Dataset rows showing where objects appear
+===+

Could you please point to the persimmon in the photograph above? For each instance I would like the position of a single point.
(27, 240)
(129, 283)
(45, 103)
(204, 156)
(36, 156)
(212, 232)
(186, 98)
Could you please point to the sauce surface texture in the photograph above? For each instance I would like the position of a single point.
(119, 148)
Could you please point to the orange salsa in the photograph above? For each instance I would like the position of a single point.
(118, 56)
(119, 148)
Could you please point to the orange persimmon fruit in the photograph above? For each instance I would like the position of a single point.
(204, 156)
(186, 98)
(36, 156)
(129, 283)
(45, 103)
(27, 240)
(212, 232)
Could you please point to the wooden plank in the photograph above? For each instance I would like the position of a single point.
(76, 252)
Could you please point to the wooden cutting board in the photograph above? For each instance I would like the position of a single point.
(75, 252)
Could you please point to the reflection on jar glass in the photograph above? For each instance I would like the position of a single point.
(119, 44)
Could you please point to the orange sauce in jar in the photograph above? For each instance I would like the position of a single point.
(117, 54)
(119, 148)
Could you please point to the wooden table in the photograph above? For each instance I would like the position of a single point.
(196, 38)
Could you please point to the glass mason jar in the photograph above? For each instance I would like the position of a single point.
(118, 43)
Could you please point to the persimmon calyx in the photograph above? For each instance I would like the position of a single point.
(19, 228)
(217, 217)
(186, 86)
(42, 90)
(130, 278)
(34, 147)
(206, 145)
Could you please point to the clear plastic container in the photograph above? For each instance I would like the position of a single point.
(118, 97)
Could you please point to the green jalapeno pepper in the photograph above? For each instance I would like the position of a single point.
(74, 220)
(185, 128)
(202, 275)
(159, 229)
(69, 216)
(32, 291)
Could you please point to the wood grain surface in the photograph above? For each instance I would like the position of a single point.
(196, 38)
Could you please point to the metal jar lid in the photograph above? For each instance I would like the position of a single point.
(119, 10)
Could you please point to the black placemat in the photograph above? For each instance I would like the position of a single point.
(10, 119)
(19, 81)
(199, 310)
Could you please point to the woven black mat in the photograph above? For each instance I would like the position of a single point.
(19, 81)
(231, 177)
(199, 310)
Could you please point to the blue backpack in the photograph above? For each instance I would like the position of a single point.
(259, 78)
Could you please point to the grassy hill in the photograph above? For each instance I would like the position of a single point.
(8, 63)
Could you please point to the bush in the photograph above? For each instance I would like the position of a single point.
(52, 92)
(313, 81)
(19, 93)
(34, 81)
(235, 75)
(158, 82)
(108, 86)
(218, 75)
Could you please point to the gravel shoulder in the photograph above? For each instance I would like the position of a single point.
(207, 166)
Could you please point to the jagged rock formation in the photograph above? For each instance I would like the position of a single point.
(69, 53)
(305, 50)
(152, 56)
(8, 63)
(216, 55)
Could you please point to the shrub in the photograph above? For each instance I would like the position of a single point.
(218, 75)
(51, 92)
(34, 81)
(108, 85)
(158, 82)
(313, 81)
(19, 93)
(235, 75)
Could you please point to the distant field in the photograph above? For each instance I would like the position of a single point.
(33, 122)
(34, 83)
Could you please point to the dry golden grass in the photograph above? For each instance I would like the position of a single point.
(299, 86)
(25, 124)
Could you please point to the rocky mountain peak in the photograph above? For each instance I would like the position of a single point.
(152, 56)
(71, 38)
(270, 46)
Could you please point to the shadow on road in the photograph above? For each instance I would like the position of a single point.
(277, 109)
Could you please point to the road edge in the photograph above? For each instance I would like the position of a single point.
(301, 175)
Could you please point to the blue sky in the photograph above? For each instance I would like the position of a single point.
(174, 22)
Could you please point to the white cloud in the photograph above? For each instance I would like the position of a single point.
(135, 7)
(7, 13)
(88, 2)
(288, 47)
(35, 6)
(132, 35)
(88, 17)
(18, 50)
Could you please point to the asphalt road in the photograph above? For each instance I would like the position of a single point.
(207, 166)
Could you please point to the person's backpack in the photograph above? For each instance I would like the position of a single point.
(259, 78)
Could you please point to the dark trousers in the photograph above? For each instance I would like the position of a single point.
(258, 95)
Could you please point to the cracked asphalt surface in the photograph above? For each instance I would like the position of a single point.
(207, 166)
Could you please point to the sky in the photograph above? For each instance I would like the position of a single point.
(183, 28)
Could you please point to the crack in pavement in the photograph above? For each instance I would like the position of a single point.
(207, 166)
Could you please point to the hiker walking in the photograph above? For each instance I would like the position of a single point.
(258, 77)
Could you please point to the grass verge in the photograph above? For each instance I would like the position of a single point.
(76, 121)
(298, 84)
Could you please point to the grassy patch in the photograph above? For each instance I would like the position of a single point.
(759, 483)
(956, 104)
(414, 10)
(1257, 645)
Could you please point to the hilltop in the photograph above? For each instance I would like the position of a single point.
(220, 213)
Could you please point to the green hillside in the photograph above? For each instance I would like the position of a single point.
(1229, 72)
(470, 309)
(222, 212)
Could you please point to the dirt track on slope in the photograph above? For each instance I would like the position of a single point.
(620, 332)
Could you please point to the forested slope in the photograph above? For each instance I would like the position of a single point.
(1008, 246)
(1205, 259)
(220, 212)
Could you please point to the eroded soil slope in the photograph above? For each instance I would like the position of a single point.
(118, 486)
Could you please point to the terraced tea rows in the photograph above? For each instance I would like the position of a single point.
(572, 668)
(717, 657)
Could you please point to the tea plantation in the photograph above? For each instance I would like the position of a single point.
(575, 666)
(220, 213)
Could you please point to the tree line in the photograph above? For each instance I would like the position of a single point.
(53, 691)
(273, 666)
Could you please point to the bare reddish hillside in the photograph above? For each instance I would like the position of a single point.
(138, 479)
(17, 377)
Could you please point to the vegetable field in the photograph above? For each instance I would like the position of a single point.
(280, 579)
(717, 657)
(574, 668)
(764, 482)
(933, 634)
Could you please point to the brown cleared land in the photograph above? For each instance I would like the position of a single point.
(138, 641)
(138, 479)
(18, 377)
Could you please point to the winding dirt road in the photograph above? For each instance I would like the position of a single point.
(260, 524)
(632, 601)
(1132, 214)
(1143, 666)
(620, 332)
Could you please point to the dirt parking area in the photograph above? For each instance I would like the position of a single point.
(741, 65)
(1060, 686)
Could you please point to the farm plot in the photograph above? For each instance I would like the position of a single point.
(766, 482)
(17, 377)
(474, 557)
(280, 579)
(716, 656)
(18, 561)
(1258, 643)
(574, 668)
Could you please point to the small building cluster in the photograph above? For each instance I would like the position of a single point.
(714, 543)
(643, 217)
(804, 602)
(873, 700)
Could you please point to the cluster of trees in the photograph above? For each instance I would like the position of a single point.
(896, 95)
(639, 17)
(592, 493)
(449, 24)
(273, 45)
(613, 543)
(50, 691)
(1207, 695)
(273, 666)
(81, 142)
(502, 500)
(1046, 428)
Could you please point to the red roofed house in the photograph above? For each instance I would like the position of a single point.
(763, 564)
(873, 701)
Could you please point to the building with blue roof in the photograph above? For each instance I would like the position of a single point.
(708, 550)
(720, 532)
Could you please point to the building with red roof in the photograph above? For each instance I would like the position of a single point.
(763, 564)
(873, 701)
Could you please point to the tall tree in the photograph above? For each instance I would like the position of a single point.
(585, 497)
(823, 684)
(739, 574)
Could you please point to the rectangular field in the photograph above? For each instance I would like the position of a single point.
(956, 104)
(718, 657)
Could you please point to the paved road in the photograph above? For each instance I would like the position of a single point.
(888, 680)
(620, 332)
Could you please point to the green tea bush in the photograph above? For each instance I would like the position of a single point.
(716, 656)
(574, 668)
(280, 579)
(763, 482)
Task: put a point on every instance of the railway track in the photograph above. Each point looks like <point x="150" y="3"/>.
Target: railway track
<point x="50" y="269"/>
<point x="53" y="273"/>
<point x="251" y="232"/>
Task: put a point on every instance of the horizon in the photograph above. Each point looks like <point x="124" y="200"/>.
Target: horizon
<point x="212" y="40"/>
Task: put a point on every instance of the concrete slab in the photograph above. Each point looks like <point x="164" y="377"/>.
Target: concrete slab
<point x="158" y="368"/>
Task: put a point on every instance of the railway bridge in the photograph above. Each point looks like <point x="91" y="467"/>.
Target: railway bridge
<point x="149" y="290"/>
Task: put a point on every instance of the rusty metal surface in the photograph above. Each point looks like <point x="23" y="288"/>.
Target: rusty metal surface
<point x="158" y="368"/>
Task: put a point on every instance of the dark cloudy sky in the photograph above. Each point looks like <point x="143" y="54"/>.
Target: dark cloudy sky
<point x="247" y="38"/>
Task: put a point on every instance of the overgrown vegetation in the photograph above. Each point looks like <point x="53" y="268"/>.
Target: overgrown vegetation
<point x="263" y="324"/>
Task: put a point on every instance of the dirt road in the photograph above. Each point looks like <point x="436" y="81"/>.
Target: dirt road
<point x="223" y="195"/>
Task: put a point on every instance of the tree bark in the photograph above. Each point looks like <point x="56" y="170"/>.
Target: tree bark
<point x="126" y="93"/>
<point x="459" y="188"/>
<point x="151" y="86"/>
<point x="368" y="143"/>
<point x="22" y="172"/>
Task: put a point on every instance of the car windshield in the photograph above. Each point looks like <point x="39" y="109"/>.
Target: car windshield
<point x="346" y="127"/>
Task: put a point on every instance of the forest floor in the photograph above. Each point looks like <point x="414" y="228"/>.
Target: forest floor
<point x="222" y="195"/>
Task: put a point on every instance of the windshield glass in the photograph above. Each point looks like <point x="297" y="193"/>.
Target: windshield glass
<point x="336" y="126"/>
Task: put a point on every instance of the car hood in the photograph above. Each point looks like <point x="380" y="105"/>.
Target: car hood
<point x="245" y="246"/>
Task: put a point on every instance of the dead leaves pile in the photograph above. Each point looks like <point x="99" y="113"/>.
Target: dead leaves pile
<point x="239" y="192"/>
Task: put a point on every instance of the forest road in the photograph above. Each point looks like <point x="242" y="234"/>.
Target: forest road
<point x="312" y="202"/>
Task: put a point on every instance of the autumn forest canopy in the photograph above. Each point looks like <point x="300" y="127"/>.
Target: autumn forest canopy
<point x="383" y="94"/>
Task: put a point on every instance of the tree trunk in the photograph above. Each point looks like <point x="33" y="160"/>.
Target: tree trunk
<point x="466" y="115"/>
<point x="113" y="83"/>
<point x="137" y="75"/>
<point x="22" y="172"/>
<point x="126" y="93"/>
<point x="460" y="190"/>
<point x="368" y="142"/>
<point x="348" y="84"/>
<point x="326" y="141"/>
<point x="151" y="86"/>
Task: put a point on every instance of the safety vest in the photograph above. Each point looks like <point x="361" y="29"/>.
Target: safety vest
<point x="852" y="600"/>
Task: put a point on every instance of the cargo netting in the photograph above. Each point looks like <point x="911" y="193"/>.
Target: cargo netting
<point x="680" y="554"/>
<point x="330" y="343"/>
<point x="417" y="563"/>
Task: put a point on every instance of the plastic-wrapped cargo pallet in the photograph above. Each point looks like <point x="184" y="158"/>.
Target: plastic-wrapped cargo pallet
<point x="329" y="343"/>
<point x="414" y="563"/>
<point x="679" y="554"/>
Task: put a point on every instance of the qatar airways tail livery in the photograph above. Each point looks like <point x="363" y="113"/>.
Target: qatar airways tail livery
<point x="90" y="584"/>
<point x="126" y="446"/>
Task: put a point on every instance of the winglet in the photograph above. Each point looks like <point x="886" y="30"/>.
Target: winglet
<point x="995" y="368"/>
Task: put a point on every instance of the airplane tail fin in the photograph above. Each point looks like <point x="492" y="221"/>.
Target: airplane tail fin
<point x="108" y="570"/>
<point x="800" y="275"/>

+===+

> Set task:
Duplicate the data character for character, from the line that contains "Task: put a point on every instance of the dead" through the end of the data, both ends included.

> Problem solution:
Task: put a point on every instance of the dead leaves pile in the photograph above. Each point looks like <point x="99" y="113"/>.
Target: dead leaves pile
<point x="239" y="192"/>
Task: put a point on every instance of the forest road in the photograph above. Each point looks like <point x="242" y="234"/>.
Target: forest road
<point x="312" y="202"/>
Task: put a point on every instance of the autumn forest canopy in the photograph above. Each point looks like <point x="300" y="127"/>.
Target: autumn forest canopy
<point x="383" y="94"/>
Task: put a point on every instance of the tree trunk in the photograph above. Each point looks like <point x="33" y="160"/>.
Target: tree trunk
<point x="466" y="115"/>
<point x="113" y="83"/>
<point x="137" y="75"/>
<point x="22" y="172"/>
<point x="126" y="93"/>
<point x="460" y="190"/>
<point x="368" y="142"/>
<point x="348" y="84"/>
<point x="326" y="141"/>
<point x="151" y="86"/>
Task: put a point on every instance of the safety vest in the photograph above. Each point looks like <point x="361" y="29"/>.
Target: safety vest
<point x="852" y="600"/>
Task: put a point on every instance of the cargo netting in the photograph above. Each point looks like <point x="911" y="193"/>.
Target: cargo netting
<point x="680" y="554"/>
<point x="330" y="343"/>
<point x="417" y="563"/>
Task: put a point on every instance of the plastic-wrapped cargo pallet in the photograph above. Each point looks like <point x="184" y="158"/>.
Target: plastic-wrapped cargo pallet
<point x="329" y="343"/>
<point x="414" y="563"/>
<point x="679" y="554"/>
Task: put a point on every instance of the qatar airways tail livery in the photograph above. Each point looks like <point x="363" y="113"/>.
Target: qatar airways tail livery
<point x="90" y="584"/>
<point x="126" y="446"/>
Task: put a point on every instance of the winglet in the photograph above. Each point looks like <point x="886" y="30"/>.
Target: winglet
<point x="995" y="368"/>
Task: put a point on every instance of the airplane tail fin in the photograph above. Each point looks like <point x="492" y="221"/>.
Target: airplane tail fin
<point x="108" y="570"/>
<point x="800" y="275"/>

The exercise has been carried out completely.